Exercise set
**A)** In the radiator thread, how long did forever_lost say replacing the radiator took?
**B)** Reproduce word for word the portion of the radiator thread starting at "## forever_lost (Aug" and ending at "anyone can =)".

[Start Document text]

# Radiator



## khatrisa (Aug 23, 2004)

I have a 95 Altima GXE and my radiator is busted, so I need to replace it. Is this something I could possibly do myself, or do I need to take it some place?


----------



## forever_lost (Aug 24, 2004)

khatrisa said:


> I have a 95 Altima GXE and my radiator is busted, so I need to replace it. Is this something I could possibly do myself, or do I need to take it some place?



I replaced the radiator in my Honda Accord that I have. It took around an hour, pretty simple. If you have one of those books that you can get anywhere, like AutoZone, should have step by step instructions. You don't need too many tools... If I can do it.. lol, anyone can =)


----------



## skylineawd (Dec 3, 2002)

It's pretty straight forward.
Make sure you have plenty of coolant to refill.

1. Wait for car to cool down.
2. Remove all coolant lines, but watch out it will spill a lot out
3. Remove the cooling fan clips, and I believe there are a couple screws.
4. Remove the radiator support bushings that you see right there when you open the hood, the rubber bumpers holding it in there.
5. I don't remember what all bolts, but it's pretty simple, just remove the fan and then the radiator out, and then reverse, attach the hoses, make sure they are tight.
6. Then refill the radiator with the coolant.


----------



## khatrisa (Aug 23, 2004)

thanks, mission accomplished


----------

[End Document text]
[Start Raw data]

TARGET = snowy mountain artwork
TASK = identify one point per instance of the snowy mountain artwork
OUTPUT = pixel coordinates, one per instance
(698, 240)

[End Raw data]

Outputs
**A)** Around an hour.

**B)**
## forever_lost (Aug 24, 2004)

khatrisa said:


> I have a 95 Altima GXE and my radiator is busted, so I need to replace it. Is this something I could possibly do myself, or do I need to take it some place?



I replaced the radiator in my Honda Accord that I have. It took around an hour, pretty simple. If you have one of those books that you can get anywhere, like AutoZone, should have step by step instructions. You don't need too many tools... If I can do it.. lol, anyone can =)